**Input material**
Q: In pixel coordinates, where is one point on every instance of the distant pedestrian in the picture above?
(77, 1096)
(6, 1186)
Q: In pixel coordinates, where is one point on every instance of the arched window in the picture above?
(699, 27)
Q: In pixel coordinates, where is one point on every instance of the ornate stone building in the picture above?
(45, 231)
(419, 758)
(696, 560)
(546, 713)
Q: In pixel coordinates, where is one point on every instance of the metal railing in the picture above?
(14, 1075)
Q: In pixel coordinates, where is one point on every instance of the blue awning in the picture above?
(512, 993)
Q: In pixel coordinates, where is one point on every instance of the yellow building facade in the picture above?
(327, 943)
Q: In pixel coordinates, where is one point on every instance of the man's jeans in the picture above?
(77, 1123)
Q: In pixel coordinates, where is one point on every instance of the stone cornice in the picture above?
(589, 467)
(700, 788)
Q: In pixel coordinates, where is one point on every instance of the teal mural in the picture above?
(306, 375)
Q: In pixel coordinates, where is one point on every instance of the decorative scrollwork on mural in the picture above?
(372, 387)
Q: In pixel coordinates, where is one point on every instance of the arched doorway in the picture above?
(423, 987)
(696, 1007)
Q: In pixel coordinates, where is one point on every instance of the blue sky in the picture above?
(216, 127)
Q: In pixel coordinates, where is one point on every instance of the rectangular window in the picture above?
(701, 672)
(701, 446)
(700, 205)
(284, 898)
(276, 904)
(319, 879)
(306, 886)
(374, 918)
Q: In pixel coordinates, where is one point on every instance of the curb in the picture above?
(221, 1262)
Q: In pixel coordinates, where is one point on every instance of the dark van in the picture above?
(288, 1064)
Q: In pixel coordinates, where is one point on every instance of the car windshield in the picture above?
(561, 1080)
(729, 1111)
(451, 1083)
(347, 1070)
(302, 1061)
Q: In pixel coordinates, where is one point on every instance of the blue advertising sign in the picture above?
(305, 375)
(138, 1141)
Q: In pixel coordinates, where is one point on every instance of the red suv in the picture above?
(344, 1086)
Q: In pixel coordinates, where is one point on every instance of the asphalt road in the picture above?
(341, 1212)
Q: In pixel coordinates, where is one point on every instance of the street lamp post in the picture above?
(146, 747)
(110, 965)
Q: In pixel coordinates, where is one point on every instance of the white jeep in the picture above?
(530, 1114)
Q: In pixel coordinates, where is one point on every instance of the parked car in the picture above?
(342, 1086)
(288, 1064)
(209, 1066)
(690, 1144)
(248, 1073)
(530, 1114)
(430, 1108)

**Your goal**
Reproduce verbatim everything above from the line containing "van in the picture above?" down to the line containing "(344, 1086)", including both of those lines.

**Output**
Q: In pixel coordinates, where is one point on every instance of the dark van in the picture above?
(288, 1064)
Q: In pixel coordinates, where is one point on every instance of the car windshield in the picture above?
(561, 1080)
(729, 1111)
(451, 1083)
(347, 1070)
(302, 1061)
Q: In pixel coordinates, where is one point on every instance of the blue advertising sign in the picture above?
(305, 375)
(138, 1141)
Q: In pixel coordinates, where is one point on every instance of the red suv in the picture above?
(344, 1086)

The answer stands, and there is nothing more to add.